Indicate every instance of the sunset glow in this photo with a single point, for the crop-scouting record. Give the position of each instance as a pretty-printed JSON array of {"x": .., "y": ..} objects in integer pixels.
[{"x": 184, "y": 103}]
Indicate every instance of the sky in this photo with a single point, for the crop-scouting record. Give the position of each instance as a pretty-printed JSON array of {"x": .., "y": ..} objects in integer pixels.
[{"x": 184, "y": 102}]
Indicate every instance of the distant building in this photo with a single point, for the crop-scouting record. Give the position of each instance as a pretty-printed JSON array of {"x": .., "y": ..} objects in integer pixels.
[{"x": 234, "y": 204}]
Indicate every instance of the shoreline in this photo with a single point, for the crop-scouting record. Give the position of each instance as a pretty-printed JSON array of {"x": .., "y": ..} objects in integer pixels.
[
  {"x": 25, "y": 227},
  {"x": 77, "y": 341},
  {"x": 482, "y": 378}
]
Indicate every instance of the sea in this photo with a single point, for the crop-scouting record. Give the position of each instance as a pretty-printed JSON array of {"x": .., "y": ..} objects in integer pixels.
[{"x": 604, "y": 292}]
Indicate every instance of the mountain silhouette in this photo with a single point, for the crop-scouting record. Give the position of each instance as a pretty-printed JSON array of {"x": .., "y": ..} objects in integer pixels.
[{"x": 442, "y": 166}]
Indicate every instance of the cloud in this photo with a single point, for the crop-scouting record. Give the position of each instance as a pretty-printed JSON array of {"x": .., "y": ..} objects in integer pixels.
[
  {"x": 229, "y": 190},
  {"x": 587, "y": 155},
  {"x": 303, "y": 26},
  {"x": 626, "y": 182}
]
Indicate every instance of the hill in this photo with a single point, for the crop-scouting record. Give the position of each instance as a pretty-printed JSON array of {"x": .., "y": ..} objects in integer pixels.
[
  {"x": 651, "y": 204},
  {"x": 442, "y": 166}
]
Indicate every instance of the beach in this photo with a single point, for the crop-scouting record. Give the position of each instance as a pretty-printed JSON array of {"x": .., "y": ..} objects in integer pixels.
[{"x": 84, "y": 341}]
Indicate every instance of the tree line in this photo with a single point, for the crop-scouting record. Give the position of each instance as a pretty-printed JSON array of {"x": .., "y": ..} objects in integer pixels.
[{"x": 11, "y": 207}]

#### Activity:
The expected response consists solely of the lines from the one with "Indicate every instance of the mountain" through the end of the records, repeated exactly.

#### Output:
Indicate every instance of the mountain silhouette in this photo with a single point, for the crop-scouting record. Give the position of each instance as a pretty-printed JSON array of {"x": .., "y": ..} objects in integer pixels.
[{"x": 442, "y": 166}]
Indicate every instance of the cloud in this photo with a single point, for the crop-scouting record. Give the position of each instance as a pretty-printed JSON array of {"x": .., "y": ..} objects in integer pixels.
[
  {"x": 229, "y": 190},
  {"x": 587, "y": 155},
  {"x": 303, "y": 26},
  {"x": 626, "y": 182}
]
Indicate every instance of the hill in this photo with a single point, for the crop-scouting record. Give the position of each instance as a pretty-printed JSON array of {"x": .., "y": ..} objects in integer pixels.
[
  {"x": 651, "y": 204},
  {"x": 442, "y": 166}
]
Indicate every instance of the beach in this photo with a single point, for the crop-scouting record. Give the position of each instance as a pretty-printed JSON array of {"x": .., "y": ..} objects in integer pixels.
[{"x": 84, "y": 341}]
Indicate every instance of the tree line in this photo with a single point, for the crop-scouting record. Give the position of each instance as a pretty-printed JSON array of {"x": .., "y": ..} objects in integer pixels.
[{"x": 11, "y": 207}]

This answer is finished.